#### PROBLEMS TO WORK ON:
A) According to the Facebook privacy article, how many users did the personality quiz app have?
B) From the Facebook privacy article, extract the part that opens with the words containing "The app itself" and closes with "toughen privacy laws.".
C) Write what comes next in the Facebook privacy article, picking up after its final sentence.

--- Begin DOCUMENT PASSAGE ---

After five days of silence during one of Facebook’s biggest privacy crises, CEO Mark Zuckerberg has finally spoken publicly about it by vowing to do better.

“The good news is that the most important actions to prevent this from happening again today we have already taken years ago,” he said in a Facebook post on Friday. “But we also made mistakes, there’s more to do, and we need to step up and do it.”

In recent days, a series of reports have detailed how Cambridge Analytica, a British data mining firm, gained access to personal data on 50 million Facebook users and relied on it as part of its work for Donald Trump’s presidential campaign in 2016. A researcher who had access to the data after creating an app for taking personality quizzes in 2013 had handed Cambridge Analytica a copy of that data, in violation of Facebook’s policies.

The app itself had only 300,000 users. But it also collected information about all of its users’ friends.

News about Cambridge Analytica’s access to the information, which Facebook users had never consented to, set off a chorus of criticism about Facebook’s privacy safeguards. Some users have responded by saying they would delete their accounts, a potential business catastrophe for Facebook, while government regulators and lawmakers promised to investigate and possibly toughen privacy laws.

Until now, Facebook has tried to weather the PR storm without putting its top executives in the crossfire, generating questions about their leadership and whether the social network was really taking responsibility. Instead, Facebook’s PR team and lower ranking leaders have led the company’s defense by drawing technical distinctions between what happened and more common breaches by hackers, and by pointing out that Facebook curtailed the amount of user data it shared with app makers in 2014.

In his post on Friday, Zuckerberg tried to get out in front of the growing problem by calling the situation a “breach of trust” between the researcher, Aleksandr Kogan; Cambridge Analytica, which has since suspended its CEO; and Facebook. But he also acknowledged that it was “a breach of trust between Facebook and the people who share their data with us and expect us to protect it” while adding, “we need to fix that.”

--- End DOCUMENT PASSAGE ---
--- Begin PROVIDED INFORMATION ---

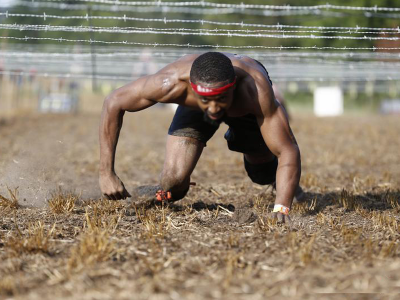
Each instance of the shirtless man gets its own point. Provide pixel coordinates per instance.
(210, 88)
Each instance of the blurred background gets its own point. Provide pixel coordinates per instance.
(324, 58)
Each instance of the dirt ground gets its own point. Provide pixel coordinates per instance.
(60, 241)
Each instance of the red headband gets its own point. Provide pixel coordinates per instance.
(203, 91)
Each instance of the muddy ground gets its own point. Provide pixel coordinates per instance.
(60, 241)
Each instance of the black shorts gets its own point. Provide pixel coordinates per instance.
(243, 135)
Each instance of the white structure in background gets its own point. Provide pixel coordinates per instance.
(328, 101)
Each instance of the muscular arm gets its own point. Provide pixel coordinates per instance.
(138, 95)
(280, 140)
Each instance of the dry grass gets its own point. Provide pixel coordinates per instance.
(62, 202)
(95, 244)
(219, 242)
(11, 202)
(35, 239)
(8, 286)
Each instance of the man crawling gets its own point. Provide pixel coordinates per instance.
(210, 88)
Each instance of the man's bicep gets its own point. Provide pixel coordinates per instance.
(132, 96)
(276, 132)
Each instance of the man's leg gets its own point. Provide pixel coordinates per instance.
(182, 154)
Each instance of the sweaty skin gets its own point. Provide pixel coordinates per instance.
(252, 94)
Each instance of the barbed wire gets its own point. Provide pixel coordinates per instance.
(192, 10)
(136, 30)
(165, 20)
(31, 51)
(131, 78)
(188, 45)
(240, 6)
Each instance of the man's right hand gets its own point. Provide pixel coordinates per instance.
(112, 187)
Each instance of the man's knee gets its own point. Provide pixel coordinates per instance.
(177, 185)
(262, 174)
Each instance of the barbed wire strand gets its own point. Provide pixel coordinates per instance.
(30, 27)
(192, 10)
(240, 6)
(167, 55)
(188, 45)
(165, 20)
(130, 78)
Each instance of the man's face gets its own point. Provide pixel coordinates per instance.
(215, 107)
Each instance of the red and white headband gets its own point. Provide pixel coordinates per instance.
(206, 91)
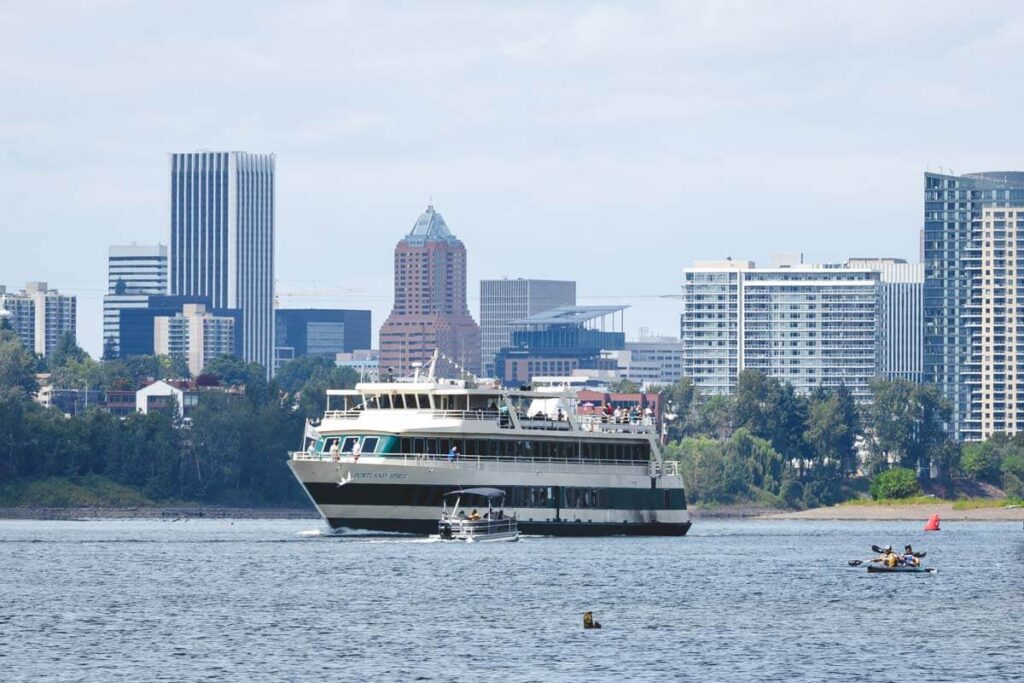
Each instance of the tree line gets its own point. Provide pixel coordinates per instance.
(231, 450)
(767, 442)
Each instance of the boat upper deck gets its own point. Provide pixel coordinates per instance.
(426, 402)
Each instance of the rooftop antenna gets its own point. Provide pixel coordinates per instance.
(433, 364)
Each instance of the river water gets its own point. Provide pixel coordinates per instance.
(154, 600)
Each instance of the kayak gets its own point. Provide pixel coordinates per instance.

--- End PROVIDED INFORMATION ---

#### RESULTS:
A) The app had only 300,000 users.

B)
The app itself had only 300,000 users. But it also collected information about all of its users’ friends.

News about Cambridge Analytica’s access to the information, which Facebook users had never consented to, set off a chorus of criticism about Facebook’s privacy safeguards. Some users have responded by saying they would delete their accounts, a potential business catastrophe for Facebook, while government regulators and lawmakers promised to investigate and possibly toughen privacy laws.

C)
Zuckerberg’s plan is to investigate all apps that had access to large amounts of information before Facebook changed its data sharing policies in 2014 and to conduct an audit of any app that shows suspicious activity. “We will ban any developer from our platform that does not agree to a thorough audit,” he promised, along with banning those that Facebook finds misused personally identifiable information and notifying users who were impacted.

Additionally, Zuckerberg said Facebook would further restrict the data it shares with developers. That includes cutting off developer access to data for users who have not used their apps in three months and limiting the amount of data shared with apps when users sign in to only names, profile photos, and email addresses.

Facebook users can also expect to see a new tool at the top of their News Feeds that show the apps they’ve used and “an easy way” to block those apps from accessing personal data. Facebook already gives users the ability to control some of their data sharing in their privacy settings, but many users don’t bother to adjust the settings or don’t realize they can.

Although Zuckerberg talked a lot about protecting user information, he did not mention why Facebook overlooked the potential problems inherent in giving developers such broad access to user data in the first place. Instead, he said the policy was merely intended made to make Facebook “more social.”

“We will learn from this experience to secure our platform further and make our community safer for everyone going forward, Zuckerberg said.

Whether that’s enough for users and regulators is an open question.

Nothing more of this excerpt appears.